Requirement |
Rewrite every line of the data below, replacing "thickest part" with "widest part" and leaving all other text unchanged.

Entries shown |
━━━━━━━━━━

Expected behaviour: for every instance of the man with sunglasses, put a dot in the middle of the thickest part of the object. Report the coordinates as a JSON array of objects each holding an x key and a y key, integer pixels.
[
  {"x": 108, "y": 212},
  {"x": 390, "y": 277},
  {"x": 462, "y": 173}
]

━━━━━━━━━━

Response for this exercise |
Expected behaviour: for every instance of the man with sunglasses, put a dot in the middle of the widest part of the object. Report the coordinates as a JSON array of objects each holding an x key and a y key, integer pixels.
[
  {"x": 108, "y": 212},
  {"x": 390, "y": 277},
  {"x": 462, "y": 173}
]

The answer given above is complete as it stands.